* _WORK INSTRUCTION_:
Once the line containing "point(132, 264)" is found, set down that line and each one after it exactly, through the end of the entries.

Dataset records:
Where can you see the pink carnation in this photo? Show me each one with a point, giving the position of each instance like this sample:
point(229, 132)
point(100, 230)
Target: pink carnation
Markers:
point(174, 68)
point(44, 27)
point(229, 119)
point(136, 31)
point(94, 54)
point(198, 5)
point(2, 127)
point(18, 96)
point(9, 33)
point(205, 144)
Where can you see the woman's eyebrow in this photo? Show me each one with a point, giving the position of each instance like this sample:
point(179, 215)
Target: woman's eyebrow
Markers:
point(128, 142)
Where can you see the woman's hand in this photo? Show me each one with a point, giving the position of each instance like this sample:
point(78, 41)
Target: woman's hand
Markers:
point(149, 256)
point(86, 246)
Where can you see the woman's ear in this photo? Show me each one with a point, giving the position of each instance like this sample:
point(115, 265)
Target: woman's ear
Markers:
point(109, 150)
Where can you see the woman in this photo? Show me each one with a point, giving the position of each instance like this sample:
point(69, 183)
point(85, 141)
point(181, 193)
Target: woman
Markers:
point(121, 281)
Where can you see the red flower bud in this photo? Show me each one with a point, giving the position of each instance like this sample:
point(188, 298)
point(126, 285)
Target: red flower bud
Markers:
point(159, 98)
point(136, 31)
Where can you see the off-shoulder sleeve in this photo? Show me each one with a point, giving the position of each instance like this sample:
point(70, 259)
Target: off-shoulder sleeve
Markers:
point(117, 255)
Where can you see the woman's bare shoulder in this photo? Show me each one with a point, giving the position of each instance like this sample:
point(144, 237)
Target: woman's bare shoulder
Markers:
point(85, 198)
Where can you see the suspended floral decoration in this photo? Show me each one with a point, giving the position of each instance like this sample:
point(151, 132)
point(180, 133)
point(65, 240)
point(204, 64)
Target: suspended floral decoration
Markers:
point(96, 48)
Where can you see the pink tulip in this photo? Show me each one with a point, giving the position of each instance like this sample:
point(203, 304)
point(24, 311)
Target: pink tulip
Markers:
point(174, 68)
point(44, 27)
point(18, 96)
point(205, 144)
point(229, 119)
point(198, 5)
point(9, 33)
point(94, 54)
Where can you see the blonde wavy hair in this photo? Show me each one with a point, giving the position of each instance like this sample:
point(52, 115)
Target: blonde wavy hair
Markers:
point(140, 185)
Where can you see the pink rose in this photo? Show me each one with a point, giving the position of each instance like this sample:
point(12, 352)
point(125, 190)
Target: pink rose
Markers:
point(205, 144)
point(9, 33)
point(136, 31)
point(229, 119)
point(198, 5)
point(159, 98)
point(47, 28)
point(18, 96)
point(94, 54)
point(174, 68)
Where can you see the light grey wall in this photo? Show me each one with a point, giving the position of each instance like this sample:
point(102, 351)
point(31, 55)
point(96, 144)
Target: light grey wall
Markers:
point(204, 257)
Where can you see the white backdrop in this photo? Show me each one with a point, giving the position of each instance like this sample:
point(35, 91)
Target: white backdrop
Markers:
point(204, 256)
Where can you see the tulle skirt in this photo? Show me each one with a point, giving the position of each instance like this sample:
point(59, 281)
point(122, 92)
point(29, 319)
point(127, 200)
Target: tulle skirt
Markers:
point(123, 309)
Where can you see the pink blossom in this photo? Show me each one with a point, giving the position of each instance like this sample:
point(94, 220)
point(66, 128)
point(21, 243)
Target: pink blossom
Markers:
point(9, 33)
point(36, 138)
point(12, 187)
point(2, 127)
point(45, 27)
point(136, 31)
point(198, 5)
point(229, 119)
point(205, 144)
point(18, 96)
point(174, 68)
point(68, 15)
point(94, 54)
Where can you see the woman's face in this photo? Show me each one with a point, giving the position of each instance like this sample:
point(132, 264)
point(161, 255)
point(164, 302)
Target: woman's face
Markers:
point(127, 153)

* _ANSWER BOX_:
point(132, 264)
point(161, 255)
point(164, 302)
Target: woman's face
Markers:
point(127, 153)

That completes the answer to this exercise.